Task prompt | When the string "white" is part of a line in the data below, report the whole line.

Data in this exercise |
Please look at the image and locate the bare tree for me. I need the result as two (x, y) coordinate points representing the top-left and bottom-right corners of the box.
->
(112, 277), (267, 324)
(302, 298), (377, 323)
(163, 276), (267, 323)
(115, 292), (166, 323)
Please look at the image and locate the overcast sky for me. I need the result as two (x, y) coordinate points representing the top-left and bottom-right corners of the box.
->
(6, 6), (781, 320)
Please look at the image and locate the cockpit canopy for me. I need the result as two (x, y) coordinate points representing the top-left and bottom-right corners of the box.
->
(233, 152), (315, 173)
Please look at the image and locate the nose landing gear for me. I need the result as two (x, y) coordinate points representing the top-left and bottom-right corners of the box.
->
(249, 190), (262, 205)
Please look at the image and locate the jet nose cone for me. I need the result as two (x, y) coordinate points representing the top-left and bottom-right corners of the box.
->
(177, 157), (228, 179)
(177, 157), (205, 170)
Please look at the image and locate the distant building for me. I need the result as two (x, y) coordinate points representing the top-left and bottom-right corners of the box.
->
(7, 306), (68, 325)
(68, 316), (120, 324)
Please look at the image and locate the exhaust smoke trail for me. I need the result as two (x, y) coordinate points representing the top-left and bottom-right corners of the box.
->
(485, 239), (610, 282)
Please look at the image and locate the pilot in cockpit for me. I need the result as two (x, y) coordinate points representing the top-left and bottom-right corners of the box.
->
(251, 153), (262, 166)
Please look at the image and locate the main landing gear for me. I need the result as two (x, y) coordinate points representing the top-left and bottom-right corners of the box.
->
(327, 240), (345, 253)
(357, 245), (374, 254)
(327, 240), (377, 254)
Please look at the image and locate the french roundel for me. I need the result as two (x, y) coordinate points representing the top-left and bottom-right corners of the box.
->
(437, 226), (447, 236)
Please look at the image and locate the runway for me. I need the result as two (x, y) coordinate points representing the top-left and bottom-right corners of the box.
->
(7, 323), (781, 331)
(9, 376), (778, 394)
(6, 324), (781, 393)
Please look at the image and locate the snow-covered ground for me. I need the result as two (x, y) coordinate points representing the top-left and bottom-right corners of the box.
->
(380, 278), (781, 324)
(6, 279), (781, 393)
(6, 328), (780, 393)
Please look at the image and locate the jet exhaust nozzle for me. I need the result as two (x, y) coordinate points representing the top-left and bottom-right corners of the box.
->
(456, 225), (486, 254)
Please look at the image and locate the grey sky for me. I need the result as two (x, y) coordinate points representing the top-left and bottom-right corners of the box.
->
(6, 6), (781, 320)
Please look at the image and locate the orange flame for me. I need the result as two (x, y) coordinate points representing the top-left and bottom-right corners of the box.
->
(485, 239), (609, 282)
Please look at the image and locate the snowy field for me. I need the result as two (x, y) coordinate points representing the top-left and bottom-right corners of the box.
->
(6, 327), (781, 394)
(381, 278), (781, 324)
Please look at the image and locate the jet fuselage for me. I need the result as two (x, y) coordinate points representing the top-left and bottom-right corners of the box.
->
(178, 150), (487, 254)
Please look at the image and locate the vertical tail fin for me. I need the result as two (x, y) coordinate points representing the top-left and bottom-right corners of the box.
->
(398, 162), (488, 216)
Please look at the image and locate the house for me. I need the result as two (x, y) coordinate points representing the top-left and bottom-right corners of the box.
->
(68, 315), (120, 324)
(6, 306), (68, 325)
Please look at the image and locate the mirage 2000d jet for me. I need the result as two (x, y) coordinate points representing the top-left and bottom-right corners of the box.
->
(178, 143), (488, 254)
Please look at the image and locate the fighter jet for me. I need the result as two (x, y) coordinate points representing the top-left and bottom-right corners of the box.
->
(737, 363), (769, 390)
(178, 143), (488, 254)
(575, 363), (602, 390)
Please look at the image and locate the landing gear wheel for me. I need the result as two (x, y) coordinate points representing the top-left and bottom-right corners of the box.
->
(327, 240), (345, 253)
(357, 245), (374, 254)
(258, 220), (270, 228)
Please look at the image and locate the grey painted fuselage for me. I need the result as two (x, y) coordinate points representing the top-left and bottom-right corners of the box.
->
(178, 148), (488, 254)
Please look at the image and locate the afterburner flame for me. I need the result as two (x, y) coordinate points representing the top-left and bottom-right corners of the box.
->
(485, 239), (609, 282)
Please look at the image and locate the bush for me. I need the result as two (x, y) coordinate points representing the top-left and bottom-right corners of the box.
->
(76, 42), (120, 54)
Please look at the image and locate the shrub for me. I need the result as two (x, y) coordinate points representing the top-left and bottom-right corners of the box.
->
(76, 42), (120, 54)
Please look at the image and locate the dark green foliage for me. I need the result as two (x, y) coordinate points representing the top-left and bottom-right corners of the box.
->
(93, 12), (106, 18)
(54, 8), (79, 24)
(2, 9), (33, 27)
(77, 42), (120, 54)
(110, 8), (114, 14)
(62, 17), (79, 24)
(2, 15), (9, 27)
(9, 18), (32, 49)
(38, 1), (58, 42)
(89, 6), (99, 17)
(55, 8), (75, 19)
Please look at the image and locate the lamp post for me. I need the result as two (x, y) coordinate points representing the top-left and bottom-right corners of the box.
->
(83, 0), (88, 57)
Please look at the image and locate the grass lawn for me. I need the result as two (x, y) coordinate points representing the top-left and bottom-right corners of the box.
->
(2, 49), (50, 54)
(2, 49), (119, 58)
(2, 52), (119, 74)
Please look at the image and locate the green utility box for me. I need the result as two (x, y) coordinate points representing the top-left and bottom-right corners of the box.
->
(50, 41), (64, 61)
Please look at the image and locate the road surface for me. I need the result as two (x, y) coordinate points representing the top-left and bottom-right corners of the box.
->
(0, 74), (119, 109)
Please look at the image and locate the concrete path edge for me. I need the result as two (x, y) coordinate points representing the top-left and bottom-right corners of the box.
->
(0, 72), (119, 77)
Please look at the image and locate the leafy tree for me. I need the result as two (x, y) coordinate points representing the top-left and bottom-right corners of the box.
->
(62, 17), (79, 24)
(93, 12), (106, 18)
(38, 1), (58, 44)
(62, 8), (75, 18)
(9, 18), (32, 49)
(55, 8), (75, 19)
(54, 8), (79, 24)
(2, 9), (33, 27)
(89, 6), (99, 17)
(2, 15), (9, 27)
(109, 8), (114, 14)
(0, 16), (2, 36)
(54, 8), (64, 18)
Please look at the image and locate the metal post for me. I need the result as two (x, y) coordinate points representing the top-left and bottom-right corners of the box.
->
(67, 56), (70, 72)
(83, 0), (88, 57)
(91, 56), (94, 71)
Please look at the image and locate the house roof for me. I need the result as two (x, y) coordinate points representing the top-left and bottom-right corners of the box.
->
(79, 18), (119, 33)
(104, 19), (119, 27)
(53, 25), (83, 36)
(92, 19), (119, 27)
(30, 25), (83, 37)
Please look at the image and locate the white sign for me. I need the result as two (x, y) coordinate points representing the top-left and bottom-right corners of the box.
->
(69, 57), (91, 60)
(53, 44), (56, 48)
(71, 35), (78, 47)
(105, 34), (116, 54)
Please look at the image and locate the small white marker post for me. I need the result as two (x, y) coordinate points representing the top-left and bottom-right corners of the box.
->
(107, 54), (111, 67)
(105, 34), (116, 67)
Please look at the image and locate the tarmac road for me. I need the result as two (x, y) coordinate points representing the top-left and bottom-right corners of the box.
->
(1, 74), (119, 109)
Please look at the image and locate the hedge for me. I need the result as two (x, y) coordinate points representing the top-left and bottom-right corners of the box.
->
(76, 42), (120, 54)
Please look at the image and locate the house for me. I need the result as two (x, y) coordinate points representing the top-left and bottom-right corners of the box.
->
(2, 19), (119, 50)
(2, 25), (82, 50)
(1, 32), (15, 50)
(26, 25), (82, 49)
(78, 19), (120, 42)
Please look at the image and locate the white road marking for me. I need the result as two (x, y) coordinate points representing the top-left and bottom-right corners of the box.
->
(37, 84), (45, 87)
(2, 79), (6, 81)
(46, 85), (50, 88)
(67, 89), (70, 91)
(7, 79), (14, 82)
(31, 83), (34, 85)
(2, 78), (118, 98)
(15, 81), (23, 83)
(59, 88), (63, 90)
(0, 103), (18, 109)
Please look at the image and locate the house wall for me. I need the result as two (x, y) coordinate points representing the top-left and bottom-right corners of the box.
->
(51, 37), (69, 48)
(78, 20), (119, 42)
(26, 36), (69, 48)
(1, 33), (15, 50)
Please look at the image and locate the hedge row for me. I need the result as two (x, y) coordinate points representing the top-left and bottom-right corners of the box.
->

Solution for this problem |
Please look at the image and locate the white sign for me. I need the result as two (x, y) coordinate points representing the top-left and bottom-right corners of the box.
Please look at the image and locate the small white marker post for me. I need the result as two (x, y) coordinate points representing the top-left and bottom-right corners of the box.
Please look at the image and locate the white road marking for me. I need the result as two (x, y) coordinate points representing the top-left and bottom-right corners of the box.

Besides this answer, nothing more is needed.